— start —

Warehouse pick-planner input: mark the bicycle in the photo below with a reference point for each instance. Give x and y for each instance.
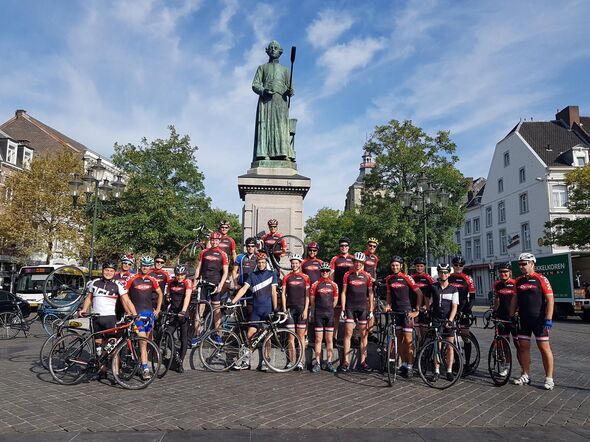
(282, 350)
(500, 355)
(74, 357)
(438, 355)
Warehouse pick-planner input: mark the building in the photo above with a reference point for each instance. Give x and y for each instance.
(524, 189)
(355, 191)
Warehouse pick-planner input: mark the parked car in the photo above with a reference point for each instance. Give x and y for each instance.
(8, 301)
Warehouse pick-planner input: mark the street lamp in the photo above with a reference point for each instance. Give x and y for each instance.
(95, 183)
(423, 195)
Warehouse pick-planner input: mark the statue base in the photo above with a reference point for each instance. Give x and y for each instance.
(273, 192)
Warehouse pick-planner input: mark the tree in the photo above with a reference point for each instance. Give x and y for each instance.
(40, 214)
(163, 202)
(573, 232)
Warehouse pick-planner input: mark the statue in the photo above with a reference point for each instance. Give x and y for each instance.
(272, 134)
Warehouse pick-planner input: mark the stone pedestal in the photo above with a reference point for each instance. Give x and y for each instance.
(273, 192)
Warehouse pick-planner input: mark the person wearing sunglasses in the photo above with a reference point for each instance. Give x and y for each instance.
(534, 297)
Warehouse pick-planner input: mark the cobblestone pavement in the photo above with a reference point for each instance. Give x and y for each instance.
(251, 401)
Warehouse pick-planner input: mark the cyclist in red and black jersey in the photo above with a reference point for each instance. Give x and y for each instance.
(399, 286)
(339, 265)
(213, 266)
(323, 298)
(311, 264)
(179, 298)
(534, 297)
(295, 297)
(160, 275)
(357, 306)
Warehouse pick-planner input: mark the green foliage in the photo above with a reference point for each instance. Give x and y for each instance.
(573, 233)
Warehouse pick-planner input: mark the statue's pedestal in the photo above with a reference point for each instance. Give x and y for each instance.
(273, 192)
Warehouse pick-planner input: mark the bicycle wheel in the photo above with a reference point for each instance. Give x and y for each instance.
(283, 248)
(167, 352)
(219, 350)
(126, 364)
(70, 358)
(391, 359)
(433, 362)
(64, 286)
(10, 325)
(282, 350)
(500, 361)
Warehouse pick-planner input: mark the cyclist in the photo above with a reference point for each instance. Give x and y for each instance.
(179, 297)
(534, 297)
(295, 299)
(424, 281)
(505, 303)
(227, 243)
(357, 306)
(444, 306)
(399, 285)
(339, 265)
(213, 266)
(160, 275)
(311, 264)
(103, 294)
(263, 285)
(466, 289)
(140, 287)
(323, 298)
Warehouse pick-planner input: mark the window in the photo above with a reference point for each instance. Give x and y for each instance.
(559, 196)
(523, 202)
(501, 212)
(468, 250)
(476, 225)
(468, 227)
(477, 248)
(490, 243)
(489, 219)
(525, 234)
(503, 241)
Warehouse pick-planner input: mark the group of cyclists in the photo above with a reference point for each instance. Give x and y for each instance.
(320, 295)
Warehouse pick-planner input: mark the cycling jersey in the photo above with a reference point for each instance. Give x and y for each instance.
(311, 267)
(324, 292)
(295, 286)
(466, 289)
(178, 291)
(140, 288)
(399, 287)
(357, 289)
(530, 294)
(105, 293)
(505, 291)
(212, 261)
(371, 264)
(443, 300)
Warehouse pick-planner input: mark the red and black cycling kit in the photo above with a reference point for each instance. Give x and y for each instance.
(140, 288)
(466, 289)
(371, 264)
(358, 286)
(323, 293)
(212, 261)
(311, 267)
(295, 286)
(530, 295)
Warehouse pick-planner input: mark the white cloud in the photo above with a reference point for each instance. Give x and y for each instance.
(328, 27)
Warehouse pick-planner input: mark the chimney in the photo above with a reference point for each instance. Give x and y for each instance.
(569, 115)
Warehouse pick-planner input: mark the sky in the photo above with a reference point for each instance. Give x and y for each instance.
(107, 71)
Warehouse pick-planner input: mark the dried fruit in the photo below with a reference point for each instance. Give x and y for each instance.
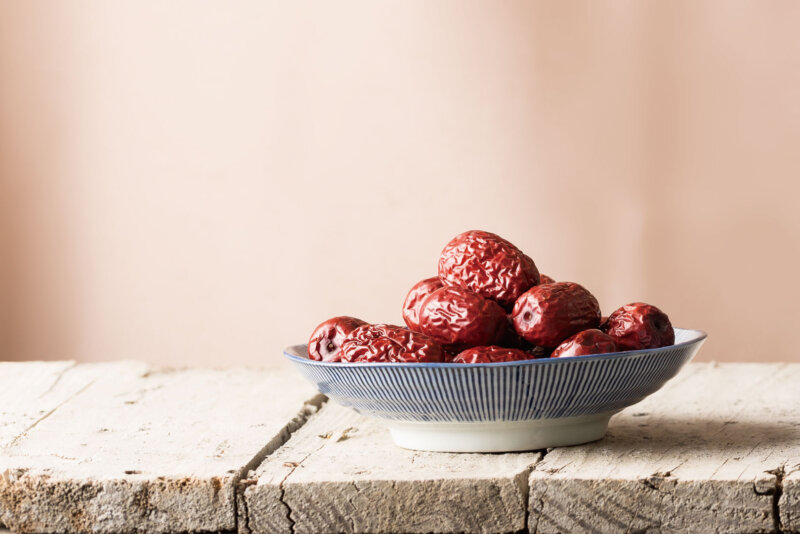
(414, 299)
(592, 341)
(491, 354)
(326, 340)
(459, 318)
(389, 343)
(544, 279)
(639, 326)
(488, 265)
(546, 315)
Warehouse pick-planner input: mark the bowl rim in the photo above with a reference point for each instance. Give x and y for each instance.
(697, 337)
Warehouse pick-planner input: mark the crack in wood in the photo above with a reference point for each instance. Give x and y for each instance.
(25, 432)
(242, 480)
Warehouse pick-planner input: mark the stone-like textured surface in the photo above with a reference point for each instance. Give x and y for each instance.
(705, 454)
(341, 473)
(31, 391)
(121, 447)
(789, 505)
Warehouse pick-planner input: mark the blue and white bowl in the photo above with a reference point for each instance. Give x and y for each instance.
(495, 407)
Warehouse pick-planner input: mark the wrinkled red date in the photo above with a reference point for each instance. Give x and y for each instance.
(591, 341)
(326, 340)
(414, 299)
(491, 354)
(459, 318)
(544, 279)
(539, 352)
(489, 265)
(546, 315)
(640, 326)
(389, 343)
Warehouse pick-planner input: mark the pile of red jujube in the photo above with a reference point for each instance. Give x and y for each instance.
(490, 304)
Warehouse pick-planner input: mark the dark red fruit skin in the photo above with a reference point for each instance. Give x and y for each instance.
(544, 279)
(459, 319)
(491, 354)
(639, 326)
(326, 340)
(539, 352)
(512, 340)
(414, 299)
(546, 315)
(591, 341)
(488, 265)
(389, 343)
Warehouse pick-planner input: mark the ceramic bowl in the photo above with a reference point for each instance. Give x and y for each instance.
(496, 407)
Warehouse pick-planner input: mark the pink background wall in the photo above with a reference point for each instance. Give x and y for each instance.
(203, 182)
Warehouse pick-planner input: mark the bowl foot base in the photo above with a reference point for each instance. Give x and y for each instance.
(500, 436)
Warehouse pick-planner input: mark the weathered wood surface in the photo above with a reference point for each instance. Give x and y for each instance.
(341, 473)
(123, 447)
(709, 453)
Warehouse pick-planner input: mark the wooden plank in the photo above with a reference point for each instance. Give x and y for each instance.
(143, 449)
(342, 473)
(789, 502)
(30, 391)
(704, 455)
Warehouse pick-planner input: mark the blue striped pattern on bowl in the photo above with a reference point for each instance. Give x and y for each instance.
(508, 391)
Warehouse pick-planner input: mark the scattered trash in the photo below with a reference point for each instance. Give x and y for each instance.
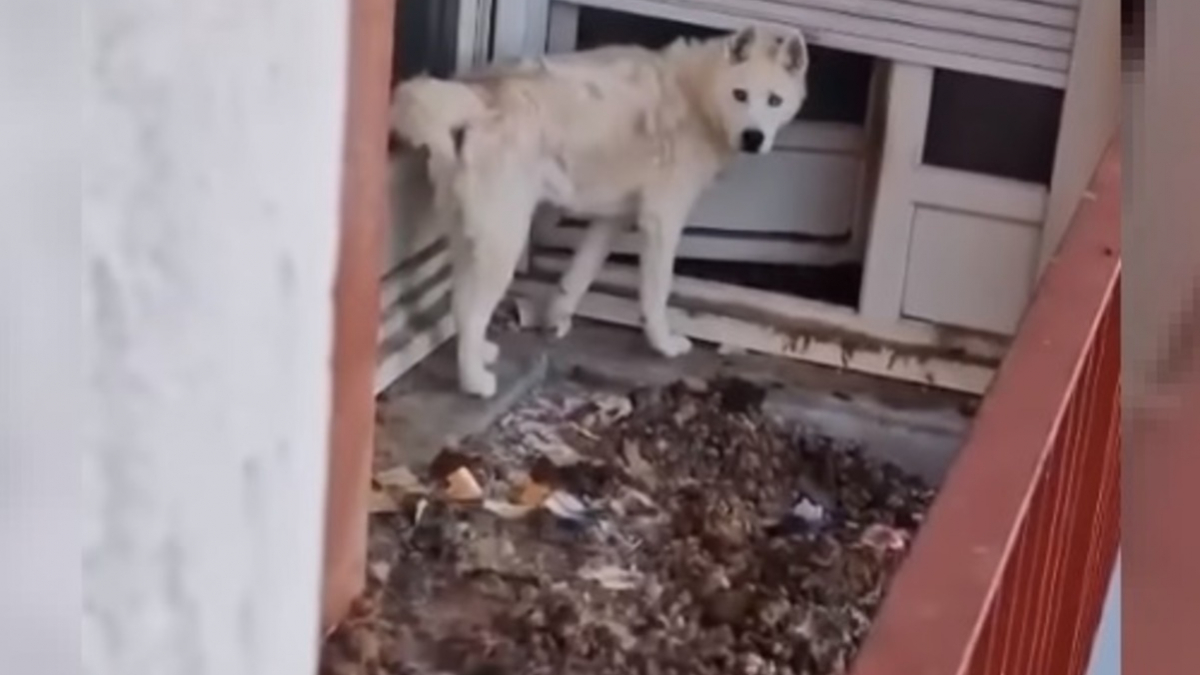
(639, 467)
(401, 478)
(612, 578)
(508, 511)
(533, 494)
(567, 506)
(727, 350)
(810, 512)
(629, 533)
(381, 502)
(883, 538)
(462, 487)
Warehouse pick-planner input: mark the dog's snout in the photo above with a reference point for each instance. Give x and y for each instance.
(753, 141)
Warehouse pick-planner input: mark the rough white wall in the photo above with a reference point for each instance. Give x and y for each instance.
(210, 219)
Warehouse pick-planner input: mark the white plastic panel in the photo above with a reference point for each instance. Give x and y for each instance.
(970, 270)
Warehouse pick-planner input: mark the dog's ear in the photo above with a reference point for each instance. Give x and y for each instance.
(793, 53)
(739, 45)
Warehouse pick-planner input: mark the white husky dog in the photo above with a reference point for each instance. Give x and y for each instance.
(621, 136)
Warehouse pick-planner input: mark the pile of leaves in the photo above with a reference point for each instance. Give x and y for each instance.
(667, 531)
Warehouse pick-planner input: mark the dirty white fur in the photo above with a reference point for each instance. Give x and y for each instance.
(621, 136)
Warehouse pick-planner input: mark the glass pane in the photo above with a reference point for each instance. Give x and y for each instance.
(425, 37)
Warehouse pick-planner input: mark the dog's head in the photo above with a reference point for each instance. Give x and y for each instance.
(760, 87)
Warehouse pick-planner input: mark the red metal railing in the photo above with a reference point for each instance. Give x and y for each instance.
(1011, 571)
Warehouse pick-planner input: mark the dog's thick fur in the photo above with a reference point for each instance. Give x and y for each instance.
(621, 136)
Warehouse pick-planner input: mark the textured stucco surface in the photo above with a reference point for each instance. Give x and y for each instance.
(210, 222)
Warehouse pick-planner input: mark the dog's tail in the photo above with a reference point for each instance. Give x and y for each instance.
(435, 114)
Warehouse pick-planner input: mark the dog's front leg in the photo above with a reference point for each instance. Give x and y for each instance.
(661, 230)
(589, 257)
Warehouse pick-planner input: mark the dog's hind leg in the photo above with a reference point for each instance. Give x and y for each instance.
(589, 257)
(485, 260)
(661, 230)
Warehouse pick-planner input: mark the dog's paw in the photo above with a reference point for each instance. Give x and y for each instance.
(558, 320)
(672, 346)
(481, 384)
(491, 352)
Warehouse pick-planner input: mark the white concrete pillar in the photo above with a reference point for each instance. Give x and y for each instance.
(210, 215)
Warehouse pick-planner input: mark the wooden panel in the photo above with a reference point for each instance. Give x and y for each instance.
(965, 41)
(1032, 11)
(970, 270)
(910, 89)
(413, 225)
(1001, 197)
(355, 306)
(805, 193)
(953, 19)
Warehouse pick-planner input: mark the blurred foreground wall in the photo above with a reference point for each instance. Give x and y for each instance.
(210, 220)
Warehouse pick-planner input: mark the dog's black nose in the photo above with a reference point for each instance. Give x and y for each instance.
(753, 141)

— end —

Can you arrange the lines from the one containing "Warehouse pick-planner input: mark the dog's thick" through the end of the entries as a Markdown table, with a Row column holding the row number and a Content column holding the line, and blank lines left out?

| Row | Content |
|---|---|
| 1 | Warehouse pick-planner input: mark the dog's thick fur in the photo above with a reference point for each instance. Give x and y for each instance. |
| 2 | (621, 136) |
| 3 | Warehouse pick-planner input: mark the textured stucco surface in the photo above with a reference point for each instance. Give x and y for each instance. |
| 4 | (210, 222) |
| 5 | Warehouse pick-planner input: mark the dog's tail in the photo above with a reference point for each instance. Give x and y for each instance. |
| 6 | (435, 114) |
| 7 | Warehouse pick-planner input: mark the dog's front leg in the photo above with a reference point for each instance. Give x and y for each instance. |
| 8 | (661, 230) |
| 9 | (589, 257) |
| 10 | Warehouse pick-planner input: mark the dog's hind leg in the photo above with a reference point for each instance. Give x and y for each instance. |
| 11 | (589, 257) |
| 12 | (485, 260) |
| 13 | (661, 230) |
| 14 | Warehouse pick-planner input: mark the dog's paw in the photo above with a reference point for each instance. Give x and y for each instance. |
| 15 | (558, 320) |
| 16 | (672, 346) |
| 17 | (481, 384) |
| 18 | (491, 352) |
| 19 | Warehouse pick-planner input: mark the white concrete pillar in the photo above with a reference point for each instance. Give x and y for each instance. |
| 20 | (210, 215) |
| 21 | Warehouse pick-planner input: mark the wooden panel in the photo above with a reference point for each instance. Give x and y for each instance. |
| 22 | (965, 41) |
| 23 | (1032, 11) |
| 24 | (970, 270) |
| 25 | (910, 89) |
| 26 | (413, 225) |
| 27 | (1001, 197) |
| 28 | (355, 306) |
| 29 | (805, 193) |
| 30 | (953, 19) |
| 31 | Warehouse pick-planner input: mark the blurred foreground wall in the photo above with a reference point for each instance. Give x and y for each instance. |
| 32 | (210, 220) |
| 33 | Warehouse pick-planner input: mark the dog's black nose in the photo above with a reference point for each instance. Give x and y for each instance. |
| 34 | (753, 141) |